• [Requirement]: Return the records exactly as they are.

• [Material for the task]:

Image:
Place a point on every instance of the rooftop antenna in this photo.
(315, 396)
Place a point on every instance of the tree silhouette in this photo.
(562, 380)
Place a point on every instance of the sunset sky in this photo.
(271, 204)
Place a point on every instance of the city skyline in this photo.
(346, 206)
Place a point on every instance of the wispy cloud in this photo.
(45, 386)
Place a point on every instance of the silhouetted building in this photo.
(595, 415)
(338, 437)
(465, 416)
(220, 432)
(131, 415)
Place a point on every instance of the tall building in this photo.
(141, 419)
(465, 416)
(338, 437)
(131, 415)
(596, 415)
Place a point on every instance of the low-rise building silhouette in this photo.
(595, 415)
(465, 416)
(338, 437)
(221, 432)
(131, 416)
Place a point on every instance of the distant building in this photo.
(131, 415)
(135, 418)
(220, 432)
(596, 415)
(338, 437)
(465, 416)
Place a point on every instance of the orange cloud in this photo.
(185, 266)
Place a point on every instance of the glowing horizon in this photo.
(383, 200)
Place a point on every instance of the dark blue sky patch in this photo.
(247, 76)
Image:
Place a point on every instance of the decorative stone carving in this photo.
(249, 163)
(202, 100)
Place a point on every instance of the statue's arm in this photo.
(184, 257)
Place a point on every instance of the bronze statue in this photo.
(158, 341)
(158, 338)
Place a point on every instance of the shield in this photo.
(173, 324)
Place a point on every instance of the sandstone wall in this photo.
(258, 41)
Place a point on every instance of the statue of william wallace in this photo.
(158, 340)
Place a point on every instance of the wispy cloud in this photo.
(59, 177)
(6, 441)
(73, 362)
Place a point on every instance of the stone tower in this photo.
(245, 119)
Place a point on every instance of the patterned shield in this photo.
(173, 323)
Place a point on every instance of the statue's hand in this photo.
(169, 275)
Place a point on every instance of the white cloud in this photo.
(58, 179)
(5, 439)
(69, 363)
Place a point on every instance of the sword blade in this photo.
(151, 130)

• [Result]:
Image:
Place a point on every instance of the rooftop antenna in this photo.
(315, 396)
Place a point on every instance of the tree silhouette in this photo.
(562, 380)
Place a point on every instance of the sunset sky in this photo.
(271, 204)
Place a point on every instance of the city skyline in this photo.
(346, 206)
Place a point on every instance of the wispy cloud in this photo.
(45, 386)
Place a point on every instance of the silhouetted building in this photo.
(595, 415)
(338, 437)
(465, 416)
(220, 432)
(131, 415)
Place a point on every instance of the tall building in this photo.
(141, 419)
(465, 416)
(338, 437)
(131, 415)
(596, 415)
Place a point on every instance of the low-rise building silhouette in this photo.
(595, 415)
(465, 416)
(338, 437)
(221, 432)
(131, 416)
Place a point on every instance of the distant building in this photo.
(131, 415)
(135, 418)
(220, 432)
(596, 415)
(338, 437)
(465, 416)
Place a point on every instance of the orange cloud in this photo.
(185, 266)
Place a point on every instance of the glowing horizon in this photo.
(383, 200)
Place a point on every instance of the dark blue sky patch in this photo.
(247, 76)
Image:
Place a point on every instance of the decorative stone carving in this photo.
(249, 163)
(202, 100)
Place a point on every instance of the statue's arm in this photo.
(184, 257)
Place a point on every instance of the bronze statue in this photo.
(158, 341)
(158, 338)
Place a point on every instance of the shield in this photo.
(173, 324)
Place a point on every instance of the sandstone wall in this photo.
(258, 41)
Place a point on every instance of the statue of william wallace in this photo.
(158, 340)
Place a point on every instance of the wispy cloud in this photo.
(59, 177)
(6, 441)
(73, 362)
Place a point on every instance of the stone tower in this photo.
(245, 119)
Place a point on every instance of the patterned shield in this photo.
(173, 323)
Place a point on every instance of the statue's hand in this photo.
(169, 275)
Place a point on every instance of the white cloud in this photo.
(58, 179)
(5, 439)
(69, 363)
Place a point on every instance of the sword blade in this photo.
(151, 130)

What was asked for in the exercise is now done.